Texto fornecido »

-=-=-=-=-

Apesar dos custos mais elevados, especialistas indicam que a transição não deve sair tão caro, considerando que a empresa já possui uma estrutura robusta e uma base de mais de 100 milhões de clientes. Em outras palavras, o fato de o Nubank já ser equiparado a um banco incumbente em termos de estrutura e capital faz com que sejam necessários menos ajustes e que a mudança toda não saia tão salgada para os cofres da então fintech – assim como levaria menos tempo e menos dinheiro transformar um prédio já de pé e já estruturado em um condomínio.
A empresa, assim, terá suas principais mudanças ficando no campo tributário – que aliás, foi centro de polêmica com entidades que representam os ‘bancões’, críticas ao fato de a companhia se manter fora da licença bancária mas, na prática, operar como um banco.
A motivação da obtenção da licença se deu pela nova normativa do Banco Central (BC), que vetou que instituições financeiras se comuniquem com seus clientes como bancos sem serem bancos de fato, sob o ponto de vista regulatório.
Além disso, há uma diferença conceitual, de atividade: sob a ótica da lei brasileira, um banco tem como função a intermediação financeira, podendo captar de quem tem depósitos e emprestar para quem precisa de financiamento, ao passo que uma fintech não pode fazer isso. Entre as mudanças caso se concretize a licença de atuação bancária, é que a instituição deverá, então, atuar na concessão de crédito.
O Nubank, sob o ponto de vista regulatório, opera com licença de instituição de pagamento e também de Sociedade de Crédito, Financiamento e Investimento (SCFI) – ou seja, não pode fazer intermediação financeira do jeito clássico, tal como bancos incumbentes, apenas emprestar dinheiro usando capital dos acionistas, do próprio caixa ou de captações no mercado financeiro.

-=-=-=-=-

Conjunto de tarefas »
(1) Segundo o texto sobre a licença bancária do Nubank, de quais fontes a empresa pode usar dinheiro para emprestar? Liste todas.
(2) Transcreva do texto sobre a licença bancária do Nubank o trecho que começa nas palavras "Apesar dos custos" e termina após "em um condomínio.".

Lista de dados »

-=-=-=-=-

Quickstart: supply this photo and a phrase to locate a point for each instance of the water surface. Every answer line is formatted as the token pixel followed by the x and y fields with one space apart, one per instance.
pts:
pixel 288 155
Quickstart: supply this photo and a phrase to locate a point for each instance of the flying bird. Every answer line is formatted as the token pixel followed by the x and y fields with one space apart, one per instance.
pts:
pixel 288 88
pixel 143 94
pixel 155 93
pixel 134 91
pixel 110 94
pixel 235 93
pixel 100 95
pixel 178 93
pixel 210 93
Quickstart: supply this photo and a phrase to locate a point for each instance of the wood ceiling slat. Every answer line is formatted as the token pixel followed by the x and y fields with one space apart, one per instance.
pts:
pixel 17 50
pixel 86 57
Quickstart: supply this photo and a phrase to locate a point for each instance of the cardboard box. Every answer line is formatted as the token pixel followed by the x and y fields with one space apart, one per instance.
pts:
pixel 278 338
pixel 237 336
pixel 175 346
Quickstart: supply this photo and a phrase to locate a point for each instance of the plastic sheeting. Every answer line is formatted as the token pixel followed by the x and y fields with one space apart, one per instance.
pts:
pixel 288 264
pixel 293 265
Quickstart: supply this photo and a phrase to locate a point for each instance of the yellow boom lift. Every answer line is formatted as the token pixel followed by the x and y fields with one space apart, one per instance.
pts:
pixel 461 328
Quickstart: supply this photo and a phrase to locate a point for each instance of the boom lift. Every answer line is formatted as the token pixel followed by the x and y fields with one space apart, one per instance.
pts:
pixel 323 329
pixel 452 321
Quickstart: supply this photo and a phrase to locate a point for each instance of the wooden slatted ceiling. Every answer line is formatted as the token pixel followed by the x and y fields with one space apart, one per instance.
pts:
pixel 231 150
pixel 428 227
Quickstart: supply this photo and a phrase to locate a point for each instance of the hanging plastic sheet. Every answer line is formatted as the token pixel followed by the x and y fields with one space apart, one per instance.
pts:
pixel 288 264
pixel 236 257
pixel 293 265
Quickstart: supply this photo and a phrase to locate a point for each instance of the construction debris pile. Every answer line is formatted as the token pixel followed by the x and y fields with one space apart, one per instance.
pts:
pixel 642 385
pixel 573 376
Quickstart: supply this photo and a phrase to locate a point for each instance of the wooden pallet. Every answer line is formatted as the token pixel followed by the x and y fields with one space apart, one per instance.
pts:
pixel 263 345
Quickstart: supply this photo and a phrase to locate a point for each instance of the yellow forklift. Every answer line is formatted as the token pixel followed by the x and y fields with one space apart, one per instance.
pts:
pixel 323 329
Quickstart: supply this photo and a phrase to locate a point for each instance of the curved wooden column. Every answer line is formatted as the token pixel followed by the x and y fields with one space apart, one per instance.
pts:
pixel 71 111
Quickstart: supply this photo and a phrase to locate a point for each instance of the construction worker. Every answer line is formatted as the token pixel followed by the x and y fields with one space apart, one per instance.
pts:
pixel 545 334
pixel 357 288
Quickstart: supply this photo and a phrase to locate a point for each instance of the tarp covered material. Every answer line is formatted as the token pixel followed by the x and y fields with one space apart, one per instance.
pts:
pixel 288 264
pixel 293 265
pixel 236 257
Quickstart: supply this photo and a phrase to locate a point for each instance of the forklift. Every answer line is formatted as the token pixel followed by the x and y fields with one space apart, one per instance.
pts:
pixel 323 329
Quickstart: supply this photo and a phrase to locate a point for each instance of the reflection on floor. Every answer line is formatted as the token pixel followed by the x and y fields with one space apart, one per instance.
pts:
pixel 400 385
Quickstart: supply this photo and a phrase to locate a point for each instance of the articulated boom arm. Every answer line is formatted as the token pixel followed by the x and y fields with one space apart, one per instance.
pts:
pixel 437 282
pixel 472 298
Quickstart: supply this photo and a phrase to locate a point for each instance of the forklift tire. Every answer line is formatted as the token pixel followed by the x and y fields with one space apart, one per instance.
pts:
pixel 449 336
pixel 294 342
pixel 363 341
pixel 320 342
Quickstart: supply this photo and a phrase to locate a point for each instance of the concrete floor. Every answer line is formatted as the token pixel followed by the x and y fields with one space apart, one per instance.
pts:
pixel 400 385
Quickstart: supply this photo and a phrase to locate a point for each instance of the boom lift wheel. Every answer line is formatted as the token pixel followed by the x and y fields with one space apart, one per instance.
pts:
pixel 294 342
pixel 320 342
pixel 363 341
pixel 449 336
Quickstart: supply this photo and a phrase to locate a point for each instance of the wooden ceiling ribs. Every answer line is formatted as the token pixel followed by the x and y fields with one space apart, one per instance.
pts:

-=-=-=-=-

Respostas dos exercícios »
(1)
- Capital dos acionistas
- Próprio caixa
- Captações no mercado financeiro

(2)
Apesar dos custos mais elevados, especialistas indicam que a transição não deve sair tão caro, considerando que a empresa já possui uma estrutura robusta e uma base de mais de 100 milhões de clientes. Em outras palavras, o fato de o Nubank já ser equiparado a um banco incumbente em termos de estrutura e capital faz com que sejam necessários menos ajustes e que a mudança toda não saia tão salgada para os cofres da então fintech – assim como levaria menos tempo e menos dinheiro transformar um prédio já de pé e já estruturado em um condomínio.